*DOCUMENT*:
——
Opinion
SULLIVAN, J.Defendant M. A. Randall was charged by an amended information with one count of grand theft. (Pen. Code, § 487.1.)1 After *951a jury trial he was found guilty as charged and was sentenced to state prison for the term prescribed by law. He appeals from the judgment of conviction.
Defendant contends that his confession to the above charge was obtained in violation of the rules announced in Miranda v. Arizona (1966) 384 U.S. 436 [16 L.Ed.2d 694, 86 S.Ct. 1602, 10 A.L.R.3d 974] and that its introduction in evidence over his objection constitutes reversible error. We have concluded that this contention has merit. We reverse the judgment.
Defendant was hired on September 25, 1967, as a desk clerk at the Alisal Guest Ranch, a resort near Solvang, California. His duties included those usual for such a position: aiding with the check-in and check-out procedures, arranging advance reservations, and collecting the money paid by departing guests. In the course of this employment, he had access to the cash register in the front office as well as to various cash boxes located elsewhere in the office complex. About noon on Sunday, October 1, 1967, defendant left the ranch in an automobile he had rented the previous day and did not return. He departed without speaking to his supervisor or any other member of the ranch staff, collecting the wages due him for the four and one-half days he had worked, or leaving an address to which these wages could be forwarded.
Shortly after 1 p.m., Mr. Harold Lavonn, the general manager of the ranch, was informed that the defendant, who was then scheduled to be on duty at the desk, had not returned from his lunch hour. Mr. Lavonn hastened to defendant’s living quarters, provided on the ranch grounds as part of his remuneration, and discovered that defendant’s personal belongings were gone. He immediately began an inventory of the cash on hand in the office area, which revealed that about $550 was missing from the cash register in the front office. The search was continued for another hour and additional losses, amounting to about $185, from cash receptacles in the adjoining auditor’s office were discovered. Mr. Lavonn thereupon, telephoned the Santa Barbara County sheriff’s office in Solvang to report the loss of $765.2
One month later, on November 2, 1967, defendant was arrested in his apartment in Los Angeles by Deputy Sheriff Ellson and Sergeant Kales, two officers of the Los Angeles County Sheriff’s Department. Upon making the arrest, Officer Ellson advised defendant of his rights in accordance with Miranda v. Arizona, supra, 384 U.S. 436. The officers did not question him during the brief drive from the apartment to the sheriff’s department West Hollywood substation.
——
[Data items]
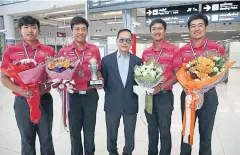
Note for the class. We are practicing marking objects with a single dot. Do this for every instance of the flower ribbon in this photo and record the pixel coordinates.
(34, 101)
(191, 105)
(64, 88)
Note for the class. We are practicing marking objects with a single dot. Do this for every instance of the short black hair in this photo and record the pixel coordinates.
(198, 16)
(78, 20)
(158, 21)
(124, 30)
(28, 20)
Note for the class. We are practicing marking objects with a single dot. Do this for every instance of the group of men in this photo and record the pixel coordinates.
(116, 70)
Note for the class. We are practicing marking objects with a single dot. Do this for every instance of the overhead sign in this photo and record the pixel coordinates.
(171, 11)
(174, 20)
(115, 5)
(224, 17)
(60, 34)
(221, 7)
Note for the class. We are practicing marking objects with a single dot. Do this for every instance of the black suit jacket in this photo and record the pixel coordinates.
(119, 99)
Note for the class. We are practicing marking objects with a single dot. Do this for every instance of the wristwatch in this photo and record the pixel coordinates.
(160, 86)
(45, 86)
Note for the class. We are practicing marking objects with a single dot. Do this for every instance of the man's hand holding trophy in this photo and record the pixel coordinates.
(95, 81)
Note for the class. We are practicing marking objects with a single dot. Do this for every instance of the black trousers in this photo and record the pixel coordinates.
(160, 121)
(206, 118)
(28, 130)
(112, 123)
(82, 115)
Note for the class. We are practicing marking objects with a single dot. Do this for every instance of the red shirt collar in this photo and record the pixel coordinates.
(36, 45)
(202, 44)
(163, 45)
(74, 46)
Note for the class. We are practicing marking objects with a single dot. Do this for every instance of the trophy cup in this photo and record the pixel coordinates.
(93, 67)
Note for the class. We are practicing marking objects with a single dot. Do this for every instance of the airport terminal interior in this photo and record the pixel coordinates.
(105, 18)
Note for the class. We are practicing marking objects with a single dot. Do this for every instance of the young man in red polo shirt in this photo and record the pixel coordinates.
(197, 25)
(30, 48)
(169, 57)
(84, 101)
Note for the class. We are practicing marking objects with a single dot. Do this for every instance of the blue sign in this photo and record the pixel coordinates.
(223, 17)
(172, 11)
(227, 6)
(171, 20)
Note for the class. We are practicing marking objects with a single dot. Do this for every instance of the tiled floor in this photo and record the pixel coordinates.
(226, 135)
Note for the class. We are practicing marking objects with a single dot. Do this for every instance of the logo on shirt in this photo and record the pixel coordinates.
(167, 55)
(41, 53)
(188, 52)
(71, 53)
(20, 53)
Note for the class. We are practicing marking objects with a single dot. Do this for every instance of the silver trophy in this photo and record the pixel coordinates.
(93, 67)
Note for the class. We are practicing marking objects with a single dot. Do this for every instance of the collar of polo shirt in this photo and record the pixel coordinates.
(74, 46)
(119, 54)
(164, 45)
(36, 45)
(202, 43)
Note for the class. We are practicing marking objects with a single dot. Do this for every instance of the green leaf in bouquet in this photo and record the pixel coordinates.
(149, 104)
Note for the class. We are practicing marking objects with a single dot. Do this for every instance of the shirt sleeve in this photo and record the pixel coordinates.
(177, 58)
(99, 60)
(6, 58)
(221, 49)
(60, 53)
(143, 57)
(52, 52)
(104, 73)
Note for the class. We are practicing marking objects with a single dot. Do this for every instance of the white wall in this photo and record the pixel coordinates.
(234, 53)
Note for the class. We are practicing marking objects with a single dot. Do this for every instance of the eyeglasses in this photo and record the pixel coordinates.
(124, 40)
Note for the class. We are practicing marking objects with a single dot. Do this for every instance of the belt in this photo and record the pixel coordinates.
(43, 95)
(164, 92)
(84, 91)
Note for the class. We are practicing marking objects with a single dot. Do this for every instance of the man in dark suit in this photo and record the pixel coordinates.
(120, 100)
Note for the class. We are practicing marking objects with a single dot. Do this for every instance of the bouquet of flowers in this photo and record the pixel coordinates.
(147, 76)
(197, 77)
(28, 73)
(61, 71)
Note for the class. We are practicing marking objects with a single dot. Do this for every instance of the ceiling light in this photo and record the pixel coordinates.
(62, 27)
(62, 18)
(116, 22)
(62, 11)
(235, 36)
(184, 35)
(112, 13)
(226, 30)
(97, 35)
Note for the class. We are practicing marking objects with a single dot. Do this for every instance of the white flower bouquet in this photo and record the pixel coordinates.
(147, 76)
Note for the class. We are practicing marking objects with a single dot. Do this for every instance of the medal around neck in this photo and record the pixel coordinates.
(93, 67)
(81, 73)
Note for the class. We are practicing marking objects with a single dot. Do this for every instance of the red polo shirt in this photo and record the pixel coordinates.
(170, 58)
(89, 51)
(17, 53)
(188, 54)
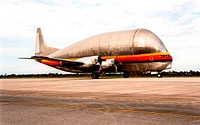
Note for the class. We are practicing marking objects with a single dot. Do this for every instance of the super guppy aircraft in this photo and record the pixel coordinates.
(127, 51)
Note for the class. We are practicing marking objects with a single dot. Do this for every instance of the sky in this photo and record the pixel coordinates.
(64, 22)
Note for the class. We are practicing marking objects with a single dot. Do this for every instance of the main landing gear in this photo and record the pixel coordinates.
(160, 75)
(95, 75)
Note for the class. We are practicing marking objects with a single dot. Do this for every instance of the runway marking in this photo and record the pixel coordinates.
(98, 108)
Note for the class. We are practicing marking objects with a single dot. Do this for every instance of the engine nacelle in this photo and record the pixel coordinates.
(108, 63)
(88, 61)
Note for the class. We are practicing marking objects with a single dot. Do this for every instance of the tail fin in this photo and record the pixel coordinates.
(41, 49)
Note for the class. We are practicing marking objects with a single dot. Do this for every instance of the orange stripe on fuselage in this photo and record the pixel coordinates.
(160, 56)
(51, 63)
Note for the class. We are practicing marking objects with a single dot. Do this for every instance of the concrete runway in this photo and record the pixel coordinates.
(100, 101)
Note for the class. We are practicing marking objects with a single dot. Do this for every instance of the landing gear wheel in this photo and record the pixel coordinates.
(95, 76)
(160, 75)
(126, 74)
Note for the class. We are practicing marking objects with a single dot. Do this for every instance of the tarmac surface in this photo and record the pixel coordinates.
(77, 101)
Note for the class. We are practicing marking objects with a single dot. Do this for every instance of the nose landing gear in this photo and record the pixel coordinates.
(160, 75)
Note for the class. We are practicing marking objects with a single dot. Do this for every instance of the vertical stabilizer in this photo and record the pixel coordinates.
(41, 49)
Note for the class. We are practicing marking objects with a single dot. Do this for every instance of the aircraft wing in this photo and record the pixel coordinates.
(63, 62)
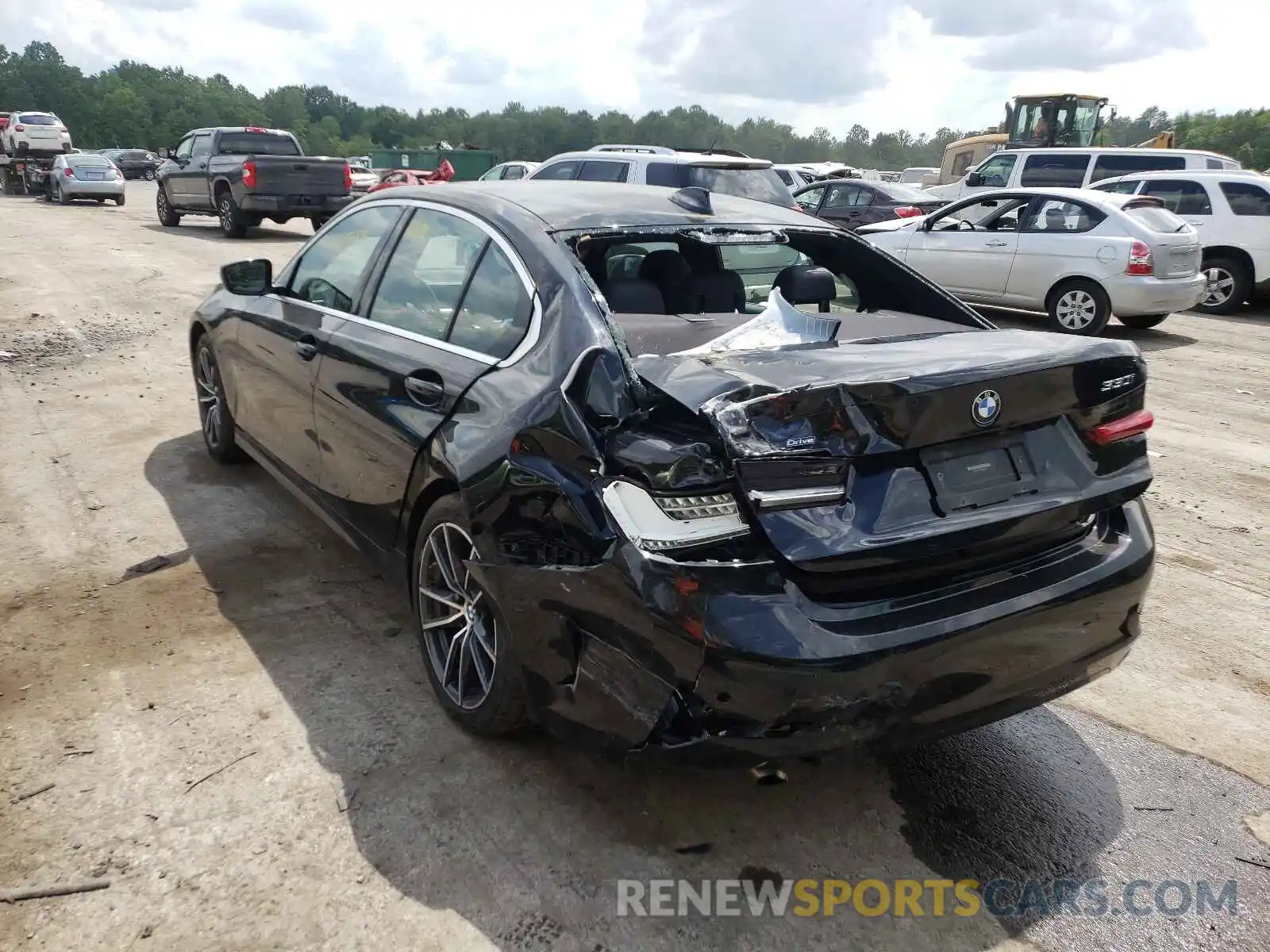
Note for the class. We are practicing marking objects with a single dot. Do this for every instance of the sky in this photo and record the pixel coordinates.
(884, 63)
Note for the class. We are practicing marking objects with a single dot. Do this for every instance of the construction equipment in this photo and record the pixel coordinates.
(1054, 120)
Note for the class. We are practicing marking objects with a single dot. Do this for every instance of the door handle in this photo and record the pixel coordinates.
(427, 393)
(306, 347)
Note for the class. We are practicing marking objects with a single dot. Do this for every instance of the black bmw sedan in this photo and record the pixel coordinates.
(681, 474)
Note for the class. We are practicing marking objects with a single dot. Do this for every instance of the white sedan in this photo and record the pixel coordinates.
(1076, 254)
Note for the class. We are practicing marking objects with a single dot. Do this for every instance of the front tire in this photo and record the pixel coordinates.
(1142, 321)
(233, 221)
(1229, 286)
(168, 216)
(463, 636)
(1080, 308)
(214, 410)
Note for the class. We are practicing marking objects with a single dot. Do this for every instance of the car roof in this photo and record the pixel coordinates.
(1187, 173)
(565, 206)
(715, 159)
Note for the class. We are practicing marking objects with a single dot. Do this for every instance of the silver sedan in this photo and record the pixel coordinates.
(84, 175)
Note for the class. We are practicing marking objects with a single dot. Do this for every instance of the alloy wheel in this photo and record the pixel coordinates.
(460, 628)
(207, 378)
(1076, 309)
(1221, 286)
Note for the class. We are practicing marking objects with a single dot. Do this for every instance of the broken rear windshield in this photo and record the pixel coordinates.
(257, 144)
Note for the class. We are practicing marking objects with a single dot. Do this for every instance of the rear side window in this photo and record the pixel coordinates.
(1159, 220)
(1246, 198)
(664, 175)
(558, 171)
(1108, 167)
(257, 144)
(1054, 171)
(1180, 196)
(603, 171)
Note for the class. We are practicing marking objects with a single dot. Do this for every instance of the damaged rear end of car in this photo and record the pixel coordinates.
(850, 514)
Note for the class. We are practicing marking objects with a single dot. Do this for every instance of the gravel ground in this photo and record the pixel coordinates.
(361, 818)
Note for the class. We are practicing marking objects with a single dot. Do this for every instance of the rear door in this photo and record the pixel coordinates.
(1056, 240)
(971, 249)
(281, 340)
(448, 304)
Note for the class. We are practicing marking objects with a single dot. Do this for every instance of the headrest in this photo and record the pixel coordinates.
(664, 266)
(634, 296)
(806, 285)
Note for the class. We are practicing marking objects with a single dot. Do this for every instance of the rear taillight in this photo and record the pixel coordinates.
(1141, 260)
(1130, 425)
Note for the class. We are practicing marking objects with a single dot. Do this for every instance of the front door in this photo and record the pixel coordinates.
(448, 304)
(969, 249)
(281, 340)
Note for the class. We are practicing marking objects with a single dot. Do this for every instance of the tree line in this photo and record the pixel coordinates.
(137, 106)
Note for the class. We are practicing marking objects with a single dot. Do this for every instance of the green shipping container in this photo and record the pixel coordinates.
(468, 163)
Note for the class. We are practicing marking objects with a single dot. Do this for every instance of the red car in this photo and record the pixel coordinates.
(414, 177)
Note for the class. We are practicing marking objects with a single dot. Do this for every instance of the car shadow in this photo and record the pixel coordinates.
(205, 228)
(1155, 340)
(526, 839)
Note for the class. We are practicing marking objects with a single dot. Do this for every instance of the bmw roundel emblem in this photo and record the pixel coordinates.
(986, 408)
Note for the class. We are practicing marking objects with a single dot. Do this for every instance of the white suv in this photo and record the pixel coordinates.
(36, 133)
(1231, 213)
(728, 173)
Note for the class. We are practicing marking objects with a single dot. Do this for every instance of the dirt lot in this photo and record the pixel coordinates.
(361, 818)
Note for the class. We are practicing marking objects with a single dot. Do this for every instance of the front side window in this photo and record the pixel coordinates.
(1180, 196)
(996, 171)
(810, 200)
(849, 197)
(558, 171)
(603, 171)
(1051, 171)
(334, 266)
(495, 310)
(1054, 216)
(1246, 198)
(427, 272)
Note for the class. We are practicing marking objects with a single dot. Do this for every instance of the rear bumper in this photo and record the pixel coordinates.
(721, 664)
(295, 206)
(1149, 296)
(76, 188)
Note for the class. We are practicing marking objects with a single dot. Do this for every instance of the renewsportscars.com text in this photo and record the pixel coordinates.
(1003, 899)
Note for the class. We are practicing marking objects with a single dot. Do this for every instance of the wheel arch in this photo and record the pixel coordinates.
(1236, 254)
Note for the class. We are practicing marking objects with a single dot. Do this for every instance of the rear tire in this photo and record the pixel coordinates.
(168, 216)
(1079, 306)
(482, 689)
(1142, 321)
(214, 410)
(1229, 286)
(233, 221)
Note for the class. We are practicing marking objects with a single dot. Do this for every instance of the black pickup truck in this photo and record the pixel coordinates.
(244, 175)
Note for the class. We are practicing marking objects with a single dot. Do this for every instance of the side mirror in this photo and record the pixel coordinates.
(248, 278)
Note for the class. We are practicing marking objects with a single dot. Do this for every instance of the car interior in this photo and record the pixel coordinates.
(673, 292)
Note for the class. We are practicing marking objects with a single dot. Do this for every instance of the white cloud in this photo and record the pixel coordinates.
(884, 63)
——
*WHAT YOU NEED TO DO*:
1. Translate this sentence from the opinion into Spanish: "The officers did not question him during the brief drive from the apartment to the sheriff's department West Hollywood substation."
2. Answer these questions using the opinion:
(a) On what date was the defendant hired as a desk clerk?
(b) About how much money was missing from the cash register in the front office?
(c) Where was the defendant arrested?
3. Reproduce the opinion word for word, starting at "Defendant was hired" and ending at "could be forwarded.".
These lines are separate material and are not part of the opinion.

*TASK SOLUTIONS*:
1. Los agentes no lo interrogaron durante el breve trayecto desde el apartamento hasta la subestación de West Hollywood del departamento del sheriff.

2.
(a) September 25, 1967
(b) About $550
(c) In his apartment in Los Angeles

3.
Defendant was hired on September 25, 1967, as a desk clerk at the Alisal Guest Ranch, a resort near Solvang, California. His duties included those usual for such a position: aiding with the check-in and check-out procedures, arranging advance reservations, and collecting the money paid by departing guests. In the course of this employment, he had access to the cash register in the front office as well as to various cash boxes located elsewhere in the office complex. About noon on Sunday, October 1, 1967, defendant left the ranch in an automobile he had rented the previous day and did not return. He departed without speaking to his supervisor or any other member of the ranch staff, collecting the wages due him for the four and one-half days he had worked, or leaving an address to which these wages could be forwarded.